++++ LISTED RECORDS ++++

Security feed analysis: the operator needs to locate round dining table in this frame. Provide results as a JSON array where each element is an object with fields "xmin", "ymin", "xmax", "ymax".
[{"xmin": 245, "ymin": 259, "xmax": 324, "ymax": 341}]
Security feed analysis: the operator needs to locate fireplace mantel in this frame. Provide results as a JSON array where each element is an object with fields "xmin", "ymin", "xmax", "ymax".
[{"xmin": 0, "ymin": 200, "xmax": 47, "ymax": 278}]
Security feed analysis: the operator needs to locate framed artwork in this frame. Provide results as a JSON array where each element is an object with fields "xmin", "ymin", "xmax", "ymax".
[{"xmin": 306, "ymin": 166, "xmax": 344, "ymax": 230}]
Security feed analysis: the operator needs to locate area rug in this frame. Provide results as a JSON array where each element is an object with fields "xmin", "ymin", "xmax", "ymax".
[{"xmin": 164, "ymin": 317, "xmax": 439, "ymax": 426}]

++++
++++ LISTED RECORDS ++++

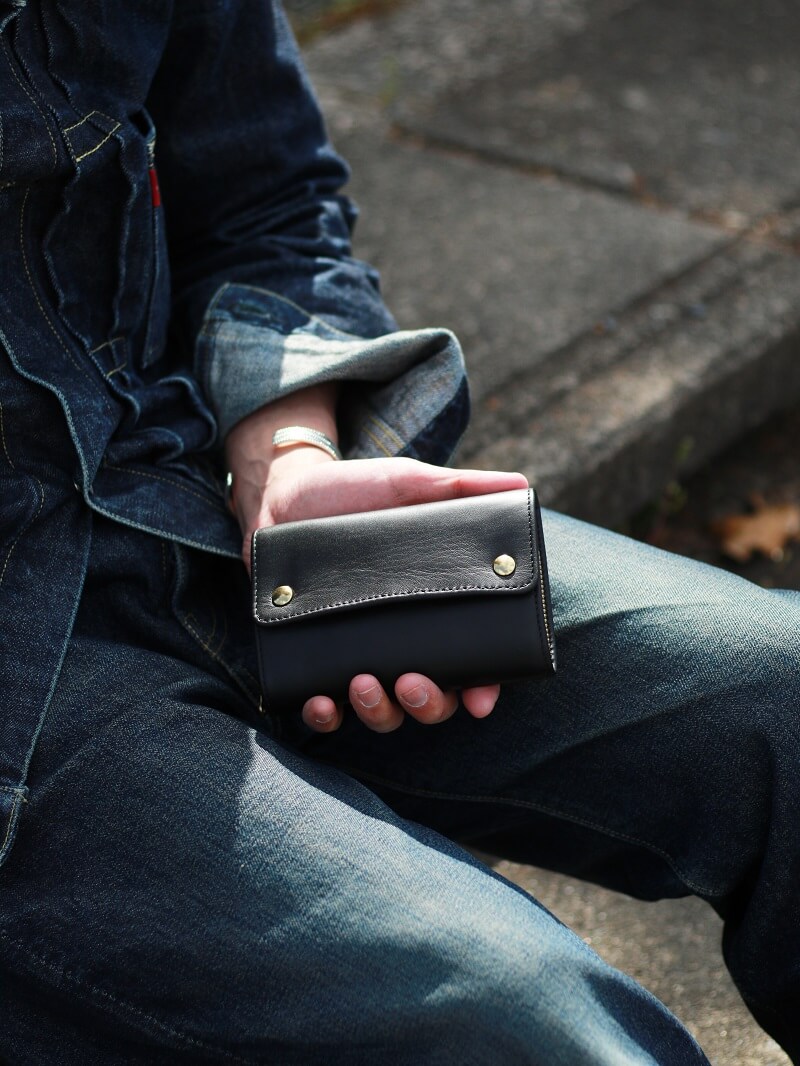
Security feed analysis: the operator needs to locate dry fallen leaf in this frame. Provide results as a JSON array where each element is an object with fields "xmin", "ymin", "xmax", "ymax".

++++
++++ LISTED RECORDS ++++

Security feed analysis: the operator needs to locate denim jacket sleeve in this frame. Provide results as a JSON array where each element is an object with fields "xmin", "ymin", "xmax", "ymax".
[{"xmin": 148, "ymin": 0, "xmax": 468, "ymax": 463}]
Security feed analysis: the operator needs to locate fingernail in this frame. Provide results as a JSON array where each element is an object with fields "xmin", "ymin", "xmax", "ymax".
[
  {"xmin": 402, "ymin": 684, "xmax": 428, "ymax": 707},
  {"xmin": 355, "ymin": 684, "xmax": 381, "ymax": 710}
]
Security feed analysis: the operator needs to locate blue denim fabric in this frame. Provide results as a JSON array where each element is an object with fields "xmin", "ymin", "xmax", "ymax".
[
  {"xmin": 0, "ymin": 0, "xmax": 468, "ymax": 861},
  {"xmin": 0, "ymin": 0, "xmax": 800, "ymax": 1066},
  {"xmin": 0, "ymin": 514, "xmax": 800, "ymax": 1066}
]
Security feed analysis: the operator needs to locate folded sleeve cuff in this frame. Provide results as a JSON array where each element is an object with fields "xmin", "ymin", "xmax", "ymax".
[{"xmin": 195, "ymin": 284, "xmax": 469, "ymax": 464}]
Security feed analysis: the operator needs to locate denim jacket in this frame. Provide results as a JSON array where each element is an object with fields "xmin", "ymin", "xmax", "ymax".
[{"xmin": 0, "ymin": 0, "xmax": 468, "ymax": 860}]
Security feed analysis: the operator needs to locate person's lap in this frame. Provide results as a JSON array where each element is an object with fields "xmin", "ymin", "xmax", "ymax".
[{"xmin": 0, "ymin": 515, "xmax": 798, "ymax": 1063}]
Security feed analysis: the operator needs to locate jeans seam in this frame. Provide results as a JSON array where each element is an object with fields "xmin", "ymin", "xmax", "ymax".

++++

STATED EXERCISE
Copy out the records word for word, starting with the line that contains "Security feed analysis: the operator needs to locate fingernail" and ending with the line that contains "Security feed analysis: the operator needs to locate jeans", both of those lines included.

COMPLETED EXERCISE
Security feed analysis: the operator needs to locate fingernail in this frame. Provide results as a JSON array where each element is an object with fields "xmin", "ymin", "xmax", "ymax".
[
  {"xmin": 402, "ymin": 684, "xmax": 428, "ymax": 707},
  {"xmin": 355, "ymin": 684, "xmax": 381, "ymax": 710}
]
Security feed analysis: the operator needs to locate blue denim fabric in this frame. Provide results as a JSON array where each element is an object with fields "xmin", "ymin", "xmax", "ymax".
[
  {"xmin": 0, "ymin": 0, "xmax": 468, "ymax": 861},
  {"xmin": 0, "ymin": 0, "xmax": 800, "ymax": 1066},
  {"xmin": 0, "ymin": 514, "xmax": 800, "ymax": 1066}
]
Security feed analysis: the operator needs to locate folded sleeve cuff in this frame. Provide results as a JSON array where each element is an object with fields "xmin", "ymin", "xmax", "ymax".
[{"xmin": 195, "ymin": 284, "xmax": 469, "ymax": 464}]
Security feed analysis: the operator needs to locate denim jacket in this frame. Provide results as a JSON array where each element is an object with fields "xmin", "ymin", "xmax", "ymax".
[{"xmin": 0, "ymin": 0, "xmax": 468, "ymax": 860}]
Security feed analysis: the operator needs to locate person's lap in this frame. Provide results as a JSON array where each element is an object with fields "xmin", "ymin", "xmax", "ymax".
[{"xmin": 0, "ymin": 515, "xmax": 798, "ymax": 1063}]
Security feed analysis: the operator needs to locate jeans seam in this frame. Provide results as a JSON array where each element is an object with fields "xmin", "ymin", "xmax", "ymax".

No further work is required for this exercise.